- Born: 3 December 1821 Nord, Pas-de-Calais, France
- Died: 14 October 1891 (aged 69) Milnathort, Kinross-shire, Scotland
- Allegiance: United Kingdom
- Branch: British Army
- Rank: General
- Commands: Commander of the Forces in Scotland
- Conflicts: 8th Xhosa War

= Robert Bruce (British Army officer, born 1821) =

General Robert Bruce of Glendouglie (3 December 1821 – 14 October 1891) was a British Army officer who became colonel of the Queen's Royal Regiment. He was Commander of the Forces in Scotland from 1878 to 1880.

==Early life and family==
Robert Bruce was born in 1821 in Nord, France, the third son of John Bruce Bruce-Pryce (born John Bruce Knight, later Bruce-Pryce; 1784–1872), a Royal Navy agent and banker; and his first wife, Sarah Ann Austin (1788–1842), daughter of Rev. Hugh Williams Austin. Henry Bruce, 1st Baron Aberdare, was his elder brother. He was of Scottish, Welsh and English descent and grew up at the family's estate Dyffryn, Glamorganshire.

◆ **Records supplied**
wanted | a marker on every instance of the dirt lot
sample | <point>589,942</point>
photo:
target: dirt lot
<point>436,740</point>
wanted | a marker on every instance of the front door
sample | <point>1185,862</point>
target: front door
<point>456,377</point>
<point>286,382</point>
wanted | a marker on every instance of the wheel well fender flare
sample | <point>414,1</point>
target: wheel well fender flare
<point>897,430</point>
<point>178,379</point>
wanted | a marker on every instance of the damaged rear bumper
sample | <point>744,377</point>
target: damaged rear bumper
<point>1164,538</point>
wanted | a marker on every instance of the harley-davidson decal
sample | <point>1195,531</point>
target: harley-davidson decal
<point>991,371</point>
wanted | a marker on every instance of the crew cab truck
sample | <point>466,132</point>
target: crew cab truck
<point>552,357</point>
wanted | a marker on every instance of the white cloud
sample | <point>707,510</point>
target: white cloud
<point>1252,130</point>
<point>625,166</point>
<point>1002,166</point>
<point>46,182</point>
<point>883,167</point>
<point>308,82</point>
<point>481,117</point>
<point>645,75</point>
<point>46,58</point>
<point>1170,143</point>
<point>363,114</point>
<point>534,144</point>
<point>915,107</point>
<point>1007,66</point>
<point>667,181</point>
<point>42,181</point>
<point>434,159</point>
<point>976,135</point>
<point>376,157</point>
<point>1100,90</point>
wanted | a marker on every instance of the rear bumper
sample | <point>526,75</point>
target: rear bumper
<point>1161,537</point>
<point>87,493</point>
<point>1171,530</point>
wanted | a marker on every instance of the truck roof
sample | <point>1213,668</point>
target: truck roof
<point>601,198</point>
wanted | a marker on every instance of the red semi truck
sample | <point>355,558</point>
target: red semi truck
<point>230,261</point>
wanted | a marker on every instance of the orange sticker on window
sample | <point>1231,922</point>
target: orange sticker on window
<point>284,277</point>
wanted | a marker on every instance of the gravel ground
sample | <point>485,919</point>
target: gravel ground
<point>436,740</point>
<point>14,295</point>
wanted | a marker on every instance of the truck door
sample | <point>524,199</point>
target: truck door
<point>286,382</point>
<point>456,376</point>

◆ **Written exercise 1**
Convert the records, starting with the line that contains "wanted | a marker on every instance of the damaged" and going on through the line that contains "<point>552,357</point>", into a JSON list of strings with one string per line and blank lines left out.
◆ **Written exercise 2**
Carry on the article about Robert Bruce, the British Army officer, from the point where it stops.

◆ **Exercise answer 1**
[
  "wanted | a marker on every instance of the damaged rear bumper",
  "sample | <point>744,377</point>",
  "target: damaged rear bumper",
  "<point>1164,538</point>",
  "wanted | a marker on every instance of the harley-davidson decal",
  "sample | <point>1195,531</point>",
  "target: harley-davidson decal",
  "<point>991,371</point>",
  "wanted | a marker on every instance of the crew cab truck",
  "sample | <point>466,132</point>",
  "target: crew cab truck",
  "<point>552,357</point>"
]

◆ **Exercise answer 2**
==Military career==
Bruce was commissioned as an ensign in the 74th (Highland) Regiment of Foot on 9 June 1838. He saw action with his regiment in the 8th Xhosa War between 1851 and 1853. He became commanding officer of the 2nd battalion of his regiment in August 1857 in which capacity he was deployed to Gibraltar. He went on to become commander of the troops in the North British District in 1878. He became colonel of the East Yorkshire Regiment on 4 February 1890 and colonel of the Queen's Royal Regiment (West Surrey) on 6 June 1891.

==Marriage==
In 1857, Bruce married 1857 Rachel Frances Corbet, daughter of Richard Corbet of Adderley, Shropshire. They had seven daughters.

- Constance Mary (23 January 1858 – ), married in 1879 Sir Francis Charles Gore
- Isabel (1860 – 27 February 1918), married in 1891 to Col. John Anstruther-Thomson of Charleton and Carntyne, 18th Lord St Clair (1818–1904), son of John Anstruther-Thomson
- Augusta Rachael (1861 – 15 February 1946), married in 1908 Lt-Col Sir Stewart Blakeley Agnew Patterson
- Amy Gertrude (1863 – 10 October 1939), married Thomas Edward Erskine
- Eleanor Blanche (20 November 1865 – 1947), married in 1896 John Hugh Armstrong Elliot
- Janet Sara (1866 – ), married in 1904 as his second wife Ludovick Duncombe-Jewell Cameron
- Margaret Lucy (7 March 1872 – 12 April 1951)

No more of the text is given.